TASK SET =>
A: In the account of the nursing student Devin, rewrite the passage starting at "I had the pleasure" and ending at "the adolescent patient.", swapping "charge nurse" for "head nurse".
B: Using the account of the nursing student Devin, decide whether each statement agrees with it: (i) Devin was assigned to the adolescent unit; (ii) the patient had been diagnosed with anxiety; (iii) the patient spoke freely from the start. Answer yes or no for each and quote the deciding words.
C: Write what comes next in the account of the nursing student Devin, picking up after its final sentence.

EXCERPT PROVIDED =>
I had the pleasure of having Devin as a student in my Mental Health clinical group in the Fall of 2017. One particular clinical day, I was placing students in their assigned units, and Devin happened to be assigned to the adolescent unit. I asked the charge nurse, if she had a recommendation for a patient that would be a good fit for a nursing student. She immediately recommended a 17 year old male patient who was diagnosed with depression and was frequently self-isolating on the unit. The nurse and I agreed it would be a good idea to put a male nursing student with this young man to see if the patient would open up more. So I proceeded to assign Devin and introduced him to the adolescent patient.
In the short time I've known Devin, I have watched him display a positive attitude and professional bedside manner consistently. However, in this case, he was able to foster a patient-nurse relationship that quickly overcame the patient's barriers to care. Throughout the clinical evening, I observed Devin and the patient talking for an extensive period of time. It was obvious Devin was able to hold the young man's attention while putting him at ease. During post conference, when Devin was asked to share about his patient interaction, he said the patient was first reluctant to speak but eventually felt comfortable sharing some insight as to why he had been admitted. Devin went on to share pertinent history and interventions with the clinical group, which allowed his peers to learn from this patient as well. Devin specifically mentioned that he had encouraged the patient to interact more around the unit and utilize the staff's support during his stay at the hospital.

RECORDED DATA =>
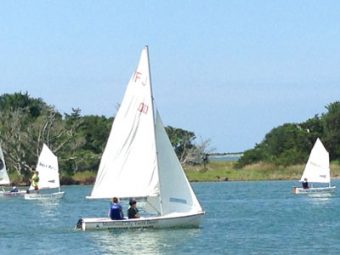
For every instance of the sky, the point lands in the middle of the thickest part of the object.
(229, 71)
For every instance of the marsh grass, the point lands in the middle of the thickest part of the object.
(223, 171)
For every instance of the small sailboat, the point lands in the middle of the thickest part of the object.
(48, 177)
(5, 181)
(317, 171)
(139, 162)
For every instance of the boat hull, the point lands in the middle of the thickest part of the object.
(191, 220)
(319, 190)
(39, 196)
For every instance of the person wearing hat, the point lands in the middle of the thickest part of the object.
(133, 211)
(116, 211)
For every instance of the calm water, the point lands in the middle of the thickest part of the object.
(241, 218)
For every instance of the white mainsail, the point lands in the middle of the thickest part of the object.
(317, 168)
(139, 160)
(48, 169)
(4, 178)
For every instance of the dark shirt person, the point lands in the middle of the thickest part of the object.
(305, 184)
(116, 211)
(14, 189)
(133, 211)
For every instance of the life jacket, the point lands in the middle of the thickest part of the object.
(116, 212)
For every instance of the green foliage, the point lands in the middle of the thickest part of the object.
(290, 144)
(78, 141)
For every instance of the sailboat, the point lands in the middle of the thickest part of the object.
(139, 162)
(48, 177)
(317, 171)
(4, 178)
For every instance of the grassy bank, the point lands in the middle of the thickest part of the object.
(216, 171)
(223, 171)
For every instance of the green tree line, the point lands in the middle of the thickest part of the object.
(291, 143)
(78, 141)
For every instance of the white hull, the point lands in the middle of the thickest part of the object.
(175, 220)
(297, 190)
(20, 193)
(39, 196)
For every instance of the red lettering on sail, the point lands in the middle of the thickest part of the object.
(137, 76)
(143, 108)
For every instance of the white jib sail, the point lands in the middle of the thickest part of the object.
(4, 178)
(317, 167)
(176, 193)
(48, 169)
(128, 167)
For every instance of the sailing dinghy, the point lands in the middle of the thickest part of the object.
(48, 177)
(139, 162)
(317, 171)
(4, 179)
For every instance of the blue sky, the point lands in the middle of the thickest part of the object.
(229, 71)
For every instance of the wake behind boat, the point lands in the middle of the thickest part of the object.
(48, 177)
(139, 162)
(4, 180)
(317, 171)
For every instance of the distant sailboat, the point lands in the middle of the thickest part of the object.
(48, 176)
(139, 162)
(4, 178)
(317, 171)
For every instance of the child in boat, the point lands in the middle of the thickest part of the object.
(35, 181)
(116, 211)
(305, 184)
(133, 211)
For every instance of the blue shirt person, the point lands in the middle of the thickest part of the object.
(116, 211)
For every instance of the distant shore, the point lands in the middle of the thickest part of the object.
(218, 171)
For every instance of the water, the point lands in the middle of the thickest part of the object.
(241, 218)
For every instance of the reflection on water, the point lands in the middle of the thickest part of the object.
(142, 241)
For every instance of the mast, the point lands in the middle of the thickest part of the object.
(154, 126)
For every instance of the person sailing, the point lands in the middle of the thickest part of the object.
(116, 211)
(35, 181)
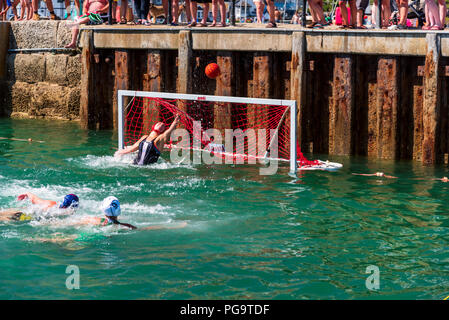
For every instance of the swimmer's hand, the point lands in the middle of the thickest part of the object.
(179, 226)
(176, 121)
(22, 196)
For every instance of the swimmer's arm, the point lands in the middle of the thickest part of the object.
(36, 200)
(181, 225)
(130, 149)
(166, 135)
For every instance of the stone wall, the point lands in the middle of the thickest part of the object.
(41, 84)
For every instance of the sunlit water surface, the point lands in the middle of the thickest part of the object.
(248, 236)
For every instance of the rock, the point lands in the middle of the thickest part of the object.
(56, 68)
(64, 33)
(26, 67)
(21, 93)
(33, 34)
(74, 70)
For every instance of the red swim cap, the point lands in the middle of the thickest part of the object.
(158, 127)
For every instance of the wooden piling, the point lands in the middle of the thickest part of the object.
(387, 107)
(152, 81)
(261, 89)
(185, 62)
(298, 79)
(431, 99)
(87, 95)
(122, 79)
(224, 87)
(341, 109)
(4, 45)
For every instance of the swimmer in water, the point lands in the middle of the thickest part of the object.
(111, 210)
(150, 146)
(377, 174)
(70, 201)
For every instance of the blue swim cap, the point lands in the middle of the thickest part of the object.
(70, 200)
(111, 207)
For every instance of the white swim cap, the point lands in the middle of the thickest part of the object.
(111, 207)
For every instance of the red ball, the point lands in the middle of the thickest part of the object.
(212, 70)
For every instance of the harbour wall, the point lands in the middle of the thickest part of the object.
(382, 94)
(39, 81)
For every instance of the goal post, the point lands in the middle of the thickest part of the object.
(277, 117)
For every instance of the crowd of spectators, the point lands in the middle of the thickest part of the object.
(350, 14)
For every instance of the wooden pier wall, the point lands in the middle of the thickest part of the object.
(382, 95)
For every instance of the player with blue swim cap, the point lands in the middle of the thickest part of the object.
(70, 201)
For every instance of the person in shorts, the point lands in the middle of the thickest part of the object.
(193, 10)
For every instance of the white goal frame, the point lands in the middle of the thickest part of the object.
(195, 97)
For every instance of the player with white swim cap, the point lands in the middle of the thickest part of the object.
(150, 146)
(111, 210)
(377, 174)
(70, 201)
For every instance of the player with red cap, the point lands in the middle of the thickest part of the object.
(149, 146)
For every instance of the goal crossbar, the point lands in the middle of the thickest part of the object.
(291, 104)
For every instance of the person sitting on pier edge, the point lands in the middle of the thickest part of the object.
(50, 8)
(348, 22)
(270, 9)
(92, 10)
(77, 8)
(9, 5)
(194, 9)
(215, 5)
(317, 13)
(70, 202)
(150, 146)
(433, 20)
(142, 7)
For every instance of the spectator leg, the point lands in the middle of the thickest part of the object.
(124, 9)
(270, 8)
(443, 11)
(374, 12)
(174, 10)
(222, 12)
(165, 6)
(193, 10)
(205, 13)
(403, 10)
(386, 13)
(353, 12)
(188, 11)
(344, 13)
(214, 12)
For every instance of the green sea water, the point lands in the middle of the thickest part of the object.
(247, 236)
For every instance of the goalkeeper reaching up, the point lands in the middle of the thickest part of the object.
(149, 146)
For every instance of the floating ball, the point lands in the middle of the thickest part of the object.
(212, 70)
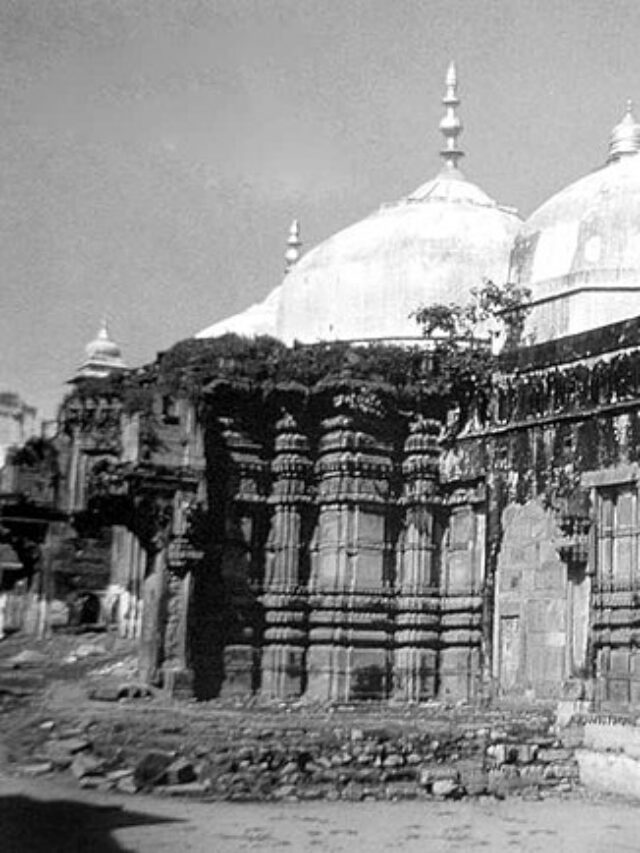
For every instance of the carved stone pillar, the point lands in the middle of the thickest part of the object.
(242, 558)
(349, 617)
(461, 602)
(284, 599)
(153, 514)
(416, 629)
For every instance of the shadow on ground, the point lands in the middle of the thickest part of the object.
(62, 826)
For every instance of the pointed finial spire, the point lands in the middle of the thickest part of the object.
(103, 332)
(451, 126)
(294, 244)
(625, 136)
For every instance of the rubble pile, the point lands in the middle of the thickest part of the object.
(257, 762)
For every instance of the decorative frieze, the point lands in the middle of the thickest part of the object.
(284, 597)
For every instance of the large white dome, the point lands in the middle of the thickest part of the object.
(433, 246)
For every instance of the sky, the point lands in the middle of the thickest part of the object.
(154, 153)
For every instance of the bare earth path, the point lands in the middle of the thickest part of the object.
(38, 816)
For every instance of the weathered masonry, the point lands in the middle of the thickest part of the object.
(341, 544)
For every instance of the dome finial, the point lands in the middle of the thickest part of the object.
(451, 126)
(294, 244)
(625, 136)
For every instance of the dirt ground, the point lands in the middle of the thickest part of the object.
(38, 816)
(51, 692)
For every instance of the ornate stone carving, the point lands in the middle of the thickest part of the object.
(284, 599)
(417, 607)
(351, 569)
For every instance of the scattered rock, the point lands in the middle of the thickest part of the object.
(179, 772)
(151, 769)
(86, 765)
(87, 650)
(25, 659)
(38, 769)
(188, 789)
(127, 785)
(446, 788)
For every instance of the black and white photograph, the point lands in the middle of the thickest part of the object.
(319, 426)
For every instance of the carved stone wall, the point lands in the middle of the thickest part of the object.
(350, 583)
(417, 608)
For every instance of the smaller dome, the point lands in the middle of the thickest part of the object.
(102, 346)
(104, 356)
(579, 252)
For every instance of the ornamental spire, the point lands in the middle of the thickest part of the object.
(294, 244)
(625, 136)
(451, 126)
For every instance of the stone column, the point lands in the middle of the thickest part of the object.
(349, 589)
(461, 600)
(154, 518)
(242, 557)
(284, 599)
(416, 625)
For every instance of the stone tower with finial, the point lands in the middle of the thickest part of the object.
(103, 357)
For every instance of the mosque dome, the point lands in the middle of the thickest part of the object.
(579, 253)
(103, 356)
(433, 246)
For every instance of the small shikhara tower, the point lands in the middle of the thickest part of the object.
(104, 357)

ANSWERS TO THE PROBLEMS =>
A:
I had the pleasure of having Devin as a student in my Mental Health clinical group in the Fall of 2017. One particular clinical day, I was placing students in their assigned units, and Devin happened to be assigned to the adolescent unit. I asked the head nurse, if she had a recommendation for a patient that would be a good fit for a nursing student. She immediately recommended a 17 year old male patient who was diagnosed with depression and was frequently self-isolating on the unit. The nurse and I agreed it would be a good idea to put a male nursing student with this young man to see if the patient would open up more. So I proceeded to assign Devin and introduced him to the adolescent patient.

B:
(i) Yes: "Devin happened to be assigned to the adolescent unit."
(ii) No: "diagnosed with depression"
(iii) No: "the patient was first reluctant to speak"

C:
The next day, the same daytime charge nurse flagged me down to excitedly tell me "what an awesome difference" my student (Devin) had made for that adolescent patient. She shared with me that the night nurse's charting specifically stated the patient felt the "long talk with the nursing student" was one of the most helpful things during his entire stay. In addition, the charge nurse stated the night nurse's charting noted a huge improvement in the patient's demeanor from the previous shift - the patient was interacting with his peers outside of his room, opening up to staff, and denying suicidal thoughts. The patient ended up being dismissed the next day!
There is absolutely no doubt in my mind that Devin's therapeutic interaction with this patient had a DIRECT effect on this young man's positive outcome! Devin took the time to listen, encourage, and offer compassionate interventions during a dark time in this patient's life. Clearly, Devin's interactions in this story exemplify the following DAISY-In-Training Award criteria: compassion, empathy, trust-building, admirable attributes, leadership, and selflessness. Stories such as this truly exemplify the sacredness of our profession.